- [Data supplied]
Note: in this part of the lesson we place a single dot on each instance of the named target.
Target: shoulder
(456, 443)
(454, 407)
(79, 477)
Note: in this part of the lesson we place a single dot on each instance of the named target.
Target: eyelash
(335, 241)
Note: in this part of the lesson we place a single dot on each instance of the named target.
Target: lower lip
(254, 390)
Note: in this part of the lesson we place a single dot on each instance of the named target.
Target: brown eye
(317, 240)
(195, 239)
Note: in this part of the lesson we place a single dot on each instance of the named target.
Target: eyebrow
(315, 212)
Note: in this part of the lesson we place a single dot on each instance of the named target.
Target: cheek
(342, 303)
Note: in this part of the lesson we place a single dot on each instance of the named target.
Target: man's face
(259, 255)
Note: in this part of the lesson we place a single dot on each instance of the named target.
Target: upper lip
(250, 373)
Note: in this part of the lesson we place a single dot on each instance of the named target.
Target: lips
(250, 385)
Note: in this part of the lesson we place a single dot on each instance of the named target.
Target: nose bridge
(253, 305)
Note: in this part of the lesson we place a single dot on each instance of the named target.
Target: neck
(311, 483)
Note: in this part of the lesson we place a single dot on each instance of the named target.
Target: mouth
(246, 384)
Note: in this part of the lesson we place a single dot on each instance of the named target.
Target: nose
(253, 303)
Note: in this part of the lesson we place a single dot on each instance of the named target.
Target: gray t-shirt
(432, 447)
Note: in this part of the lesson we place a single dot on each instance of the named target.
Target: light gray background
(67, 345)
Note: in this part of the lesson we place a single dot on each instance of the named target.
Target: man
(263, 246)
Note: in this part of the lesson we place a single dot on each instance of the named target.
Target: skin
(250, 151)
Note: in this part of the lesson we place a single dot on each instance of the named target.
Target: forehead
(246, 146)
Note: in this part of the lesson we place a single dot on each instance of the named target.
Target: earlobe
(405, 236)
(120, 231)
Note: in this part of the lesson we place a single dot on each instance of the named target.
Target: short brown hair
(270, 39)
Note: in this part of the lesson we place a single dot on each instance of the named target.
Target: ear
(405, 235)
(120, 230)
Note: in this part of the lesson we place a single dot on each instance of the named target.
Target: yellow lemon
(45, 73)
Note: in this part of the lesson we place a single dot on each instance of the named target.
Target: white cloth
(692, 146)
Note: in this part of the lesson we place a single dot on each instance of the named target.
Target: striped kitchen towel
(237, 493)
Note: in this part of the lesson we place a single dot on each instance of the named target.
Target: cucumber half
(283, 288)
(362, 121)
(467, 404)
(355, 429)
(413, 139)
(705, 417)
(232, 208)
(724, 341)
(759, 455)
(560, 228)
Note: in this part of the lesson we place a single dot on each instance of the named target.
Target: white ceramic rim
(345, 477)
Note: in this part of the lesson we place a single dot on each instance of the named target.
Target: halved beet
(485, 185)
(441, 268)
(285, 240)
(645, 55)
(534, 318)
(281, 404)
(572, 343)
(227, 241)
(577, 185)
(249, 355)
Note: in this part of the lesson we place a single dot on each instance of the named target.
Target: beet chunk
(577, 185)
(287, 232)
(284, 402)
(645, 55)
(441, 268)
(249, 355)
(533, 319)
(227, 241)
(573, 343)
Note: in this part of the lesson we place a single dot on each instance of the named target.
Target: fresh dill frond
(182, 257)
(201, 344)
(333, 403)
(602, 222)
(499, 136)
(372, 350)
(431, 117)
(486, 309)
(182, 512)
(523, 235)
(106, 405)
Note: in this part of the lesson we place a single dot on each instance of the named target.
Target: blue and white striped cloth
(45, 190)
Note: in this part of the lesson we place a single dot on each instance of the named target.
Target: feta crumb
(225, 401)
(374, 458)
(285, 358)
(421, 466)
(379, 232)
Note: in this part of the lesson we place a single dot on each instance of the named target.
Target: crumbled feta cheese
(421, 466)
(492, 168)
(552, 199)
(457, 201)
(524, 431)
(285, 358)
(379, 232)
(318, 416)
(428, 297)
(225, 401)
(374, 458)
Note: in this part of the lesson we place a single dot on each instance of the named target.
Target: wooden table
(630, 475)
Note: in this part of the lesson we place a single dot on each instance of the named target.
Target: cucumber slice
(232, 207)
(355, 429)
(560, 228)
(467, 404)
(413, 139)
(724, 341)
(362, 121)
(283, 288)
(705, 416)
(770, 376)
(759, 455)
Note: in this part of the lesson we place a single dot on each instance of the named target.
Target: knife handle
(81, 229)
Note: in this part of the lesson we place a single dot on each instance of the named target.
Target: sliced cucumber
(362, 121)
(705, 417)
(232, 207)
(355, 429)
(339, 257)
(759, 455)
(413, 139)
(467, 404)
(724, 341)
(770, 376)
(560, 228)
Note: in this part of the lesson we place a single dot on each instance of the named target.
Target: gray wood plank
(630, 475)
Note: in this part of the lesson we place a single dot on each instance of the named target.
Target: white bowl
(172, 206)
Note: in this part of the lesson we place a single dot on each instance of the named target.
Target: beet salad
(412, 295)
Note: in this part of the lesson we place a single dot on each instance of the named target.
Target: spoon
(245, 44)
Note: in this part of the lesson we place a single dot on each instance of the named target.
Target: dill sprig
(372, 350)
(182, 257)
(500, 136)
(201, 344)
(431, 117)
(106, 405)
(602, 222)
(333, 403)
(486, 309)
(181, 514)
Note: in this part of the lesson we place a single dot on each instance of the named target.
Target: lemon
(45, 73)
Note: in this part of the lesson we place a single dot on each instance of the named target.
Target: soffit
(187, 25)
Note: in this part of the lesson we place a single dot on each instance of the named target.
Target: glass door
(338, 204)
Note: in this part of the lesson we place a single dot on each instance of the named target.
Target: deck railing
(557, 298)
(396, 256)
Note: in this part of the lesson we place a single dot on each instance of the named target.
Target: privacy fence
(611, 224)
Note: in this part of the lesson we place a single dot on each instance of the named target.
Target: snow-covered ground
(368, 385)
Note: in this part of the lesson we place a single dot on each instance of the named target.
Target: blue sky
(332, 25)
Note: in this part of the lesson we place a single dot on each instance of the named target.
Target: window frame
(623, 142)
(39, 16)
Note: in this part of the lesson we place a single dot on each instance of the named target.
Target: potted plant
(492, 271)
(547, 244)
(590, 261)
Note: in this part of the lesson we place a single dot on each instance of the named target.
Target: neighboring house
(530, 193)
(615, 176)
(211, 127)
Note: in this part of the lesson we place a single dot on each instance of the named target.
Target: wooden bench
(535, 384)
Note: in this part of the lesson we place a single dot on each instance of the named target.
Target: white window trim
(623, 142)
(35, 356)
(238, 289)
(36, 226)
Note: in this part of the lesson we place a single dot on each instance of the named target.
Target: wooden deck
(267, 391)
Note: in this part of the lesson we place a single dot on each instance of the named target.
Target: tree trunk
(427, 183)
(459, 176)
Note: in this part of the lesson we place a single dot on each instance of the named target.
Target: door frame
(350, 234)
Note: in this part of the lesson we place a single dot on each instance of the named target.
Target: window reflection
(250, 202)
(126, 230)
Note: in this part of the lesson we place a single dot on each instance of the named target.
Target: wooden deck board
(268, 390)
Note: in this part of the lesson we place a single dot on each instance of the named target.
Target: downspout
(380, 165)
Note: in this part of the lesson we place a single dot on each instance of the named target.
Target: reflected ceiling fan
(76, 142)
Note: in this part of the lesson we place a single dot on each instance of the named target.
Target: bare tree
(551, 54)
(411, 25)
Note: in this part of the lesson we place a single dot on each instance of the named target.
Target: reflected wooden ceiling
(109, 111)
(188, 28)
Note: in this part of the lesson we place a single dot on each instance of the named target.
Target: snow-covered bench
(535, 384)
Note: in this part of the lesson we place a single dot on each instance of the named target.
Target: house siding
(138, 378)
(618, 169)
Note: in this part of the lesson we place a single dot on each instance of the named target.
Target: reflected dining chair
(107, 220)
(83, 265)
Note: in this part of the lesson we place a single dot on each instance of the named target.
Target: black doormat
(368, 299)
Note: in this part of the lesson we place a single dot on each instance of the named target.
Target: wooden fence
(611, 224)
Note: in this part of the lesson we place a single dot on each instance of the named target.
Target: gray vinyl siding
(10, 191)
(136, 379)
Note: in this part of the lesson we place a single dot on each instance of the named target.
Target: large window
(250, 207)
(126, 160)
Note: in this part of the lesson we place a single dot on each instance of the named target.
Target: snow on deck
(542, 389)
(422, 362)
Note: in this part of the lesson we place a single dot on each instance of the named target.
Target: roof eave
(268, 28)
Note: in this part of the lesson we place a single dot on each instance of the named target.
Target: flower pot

- [Exercise goal] In the material above, the line with "Target: reflected dining chair" marks the start. Print it and every line after it through the last, exactly.

- [Exercise solution]
Target: reflected dining chair
(107, 220)
(83, 265)
Note: in this part of the lesson we place a single dot on each instance of the named target.
Target: black doormat
(368, 299)
Note: in this part of the lesson we place a single dot on each instance of the named target.
Target: wooden fence
(611, 224)
Note: in this part of the lesson we place a single dot on each instance of the named target.
Target: gray vinyl siding
(10, 191)
(136, 379)
Note: in this part of the lesson we place a single dot on each instance of the named target.
Target: large window
(250, 207)
(126, 160)
Note: in this part of the lesson we place a single dot on each instance of the named target.
Target: snow on deck
(542, 389)
(422, 362)
Note: in this part of the lesson we place a single dot on each instance of the named target.
Target: roof eave
(268, 28)
Note: in this part of the lesson we place a single dot on each instance of the named target.
Target: flower pot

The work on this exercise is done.